— Start PROVIDED ENTRIES —
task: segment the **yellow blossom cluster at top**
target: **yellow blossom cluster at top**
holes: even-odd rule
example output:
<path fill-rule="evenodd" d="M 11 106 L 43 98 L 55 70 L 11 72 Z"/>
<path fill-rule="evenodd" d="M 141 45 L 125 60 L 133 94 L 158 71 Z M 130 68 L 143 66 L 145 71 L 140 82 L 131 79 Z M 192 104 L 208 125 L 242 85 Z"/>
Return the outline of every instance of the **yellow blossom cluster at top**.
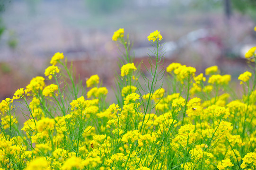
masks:
<path fill-rule="evenodd" d="M 255 51 L 256 51 L 256 47 L 252 47 L 245 54 L 246 58 L 249 58 L 253 56 L 255 56 Z"/>
<path fill-rule="evenodd" d="M 148 36 L 148 39 L 149 41 L 152 41 L 153 42 L 155 42 L 157 39 L 159 39 L 159 41 L 160 41 L 163 38 L 162 35 L 160 34 L 160 32 L 158 30 L 154 31 L 153 33 L 150 33 L 150 34 Z"/>
<path fill-rule="evenodd" d="M 134 64 L 128 63 L 127 64 L 123 65 L 121 68 L 121 75 L 122 76 L 127 75 L 132 71 L 137 70 Z"/>
<path fill-rule="evenodd" d="M 58 67 L 53 65 L 48 67 L 45 69 L 44 75 L 45 76 L 48 76 L 49 79 L 51 79 L 53 78 L 53 75 L 55 75 L 55 73 L 59 73 L 59 72 L 60 69 L 59 69 Z"/>
<path fill-rule="evenodd" d="M 246 71 L 243 74 L 241 74 L 239 76 L 238 79 L 241 80 L 240 84 L 242 84 L 243 82 L 246 82 L 250 79 L 250 77 L 252 76 L 252 73 L 249 71 Z"/>
<path fill-rule="evenodd" d="M 56 55 L 58 69 L 65 69 Z M 109 105 L 97 75 L 87 80 L 90 89 L 78 92 L 52 64 L 48 76 L 56 78 L 50 85 L 33 78 L 0 102 L 0 170 L 256 169 L 255 71 L 238 78 L 247 83 L 239 97 L 230 94 L 231 76 L 218 74 L 216 66 L 205 77 L 172 63 L 160 77 L 171 83 L 146 81 L 144 88 L 128 63 L 117 76 L 117 103 Z M 156 74 L 150 78 L 159 80 Z M 21 128 L 18 99 L 26 108 Z"/>
<path fill-rule="evenodd" d="M 99 77 L 97 75 L 91 76 L 87 81 L 86 81 L 86 85 L 87 87 L 91 87 L 93 85 L 97 85 L 99 82 Z"/>
<path fill-rule="evenodd" d="M 124 33 L 124 28 L 120 28 L 117 31 L 115 32 L 114 33 L 113 36 L 112 36 L 112 40 L 116 41 L 118 38 L 123 37 Z"/>
<path fill-rule="evenodd" d="M 55 53 L 55 54 L 52 58 L 50 63 L 53 66 L 55 66 L 57 63 L 58 60 L 63 59 L 64 59 L 63 53 L 57 52 Z"/>
<path fill-rule="evenodd" d="M 211 74 L 215 73 L 218 70 L 218 68 L 217 66 L 213 66 L 205 69 L 205 75 L 209 75 Z"/>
— End PROVIDED ENTRIES —
Rewrite the rows above, substituting "orange blossom cluster at top" for each occurrence of "yellow blossom cluster at top" and keeping everything else the same. Omit the pictures from your answer.

**ANSWER TO THIS PROBLEM**
task: segment the **orange blossom cluster at top**
target: **orange blossom cluster at top**
holes: even-odd rule
example output:
<path fill-rule="evenodd" d="M 11 106 L 43 98 L 55 70 L 11 72 Z"/>
<path fill-rule="evenodd" d="M 141 45 L 125 60 L 133 94 L 158 71 Z M 130 68 L 143 66 L 145 71 L 140 82 L 131 79 Z M 192 104 L 208 125 L 242 85 Z"/>
Return the outline of every instance of the **orange blossom cluster at top**.
masks:
<path fill-rule="evenodd" d="M 255 51 L 256 51 L 256 47 L 252 47 L 245 54 L 246 58 L 249 58 L 253 56 L 255 56 Z"/>
<path fill-rule="evenodd" d="M 148 36 L 148 39 L 149 41 L 152 41 L 153 42 L 155 42 L 157 39 L 159 39 L 159 41 L 160 41 L 163 38 L 162 35 L 160 34 L 160 32 L 158 30 L 154 31 L 153 33 L 150 33 L 150 34 Z"/>
<path fill-rule="evenodd" d="M 134 64 L 128 63 L 127 64 L 123 65 L 121 68 L 121 75 L 122 76 L 127 75 L 132 71 L 137 70 Z"/>
<path fill-rule="evenodd" d="M 58 67 L 53 65 L 48 67 L 45 69 L 44 75 L 45 76 L 48 76 L 49 79 L 51 79 L 53 78 L 53 75 L 55 75 L 55 73 L 59 73 L 59 72 L 60 69 L 59 69 Z"/>
<path fill-rule="evenodd" d="M 246 71 L 243 74 L 241 74 L 239 76 L 238 79 L 241 80 L 240 84 L 242 84 L 243 82 L 246 82 L 250 79 L 250 77 L 252 76 L 252 73 L 249 71 Z"/>
<path fill-rule="evenodd" d="M 56 55 L 58 69 L 65 69 Z M 109 105 L 97 75 L 87 80 L 90 89 L 78 92 L 52 64 L 48 76 L 56 78 L 50 85 L 33 78 L 0 102 L 0 170 L 256 169 L 255 71 L 238 78 L 247 83 L 239 97 L 230 94 L 231 76 L 218 74 L 216 66 L 205 77 L 172 63 L 160 77 L 171 83 L 146 81 L 144 88 L 128 63 L 117 76 L 117 103 Z M 156 74 L 150 78 L 159 80 Z M 21 128 L 18 99 L 26 108 Z"/>
<path fill-rule="evenodd" d="M 99 77 L 97 75 L 91 76 L 87 81 L 86 81 L 86 85 L 87 87 L 91 87 L 93 85 L 97 85 L 99 82 Z"/>
<path fill-rule="evenodd" d="M 124 33 L 124 28 L 120 28 L 117 31 L 115 32 L 114 33 L 113 36 L 112 36 L 112 40 L 116 41 L 118 38 L 123 37 Z"/>
<path fill-rule="evenodd" d="M 55 53 L 55 54 L 52 58 L 50 63 L 53 66 L 55 66 L 57 63 L 58 60 L 63 59 L 64 59 L 63 53 L 57 52 Z"/>
<path fill-rule="evenodd" d="M 211 74 L 215 73 L 218 70 L 218 68 L 217 66 L 213 66 L 205 69 L 205 75 L 209 75 Z"/>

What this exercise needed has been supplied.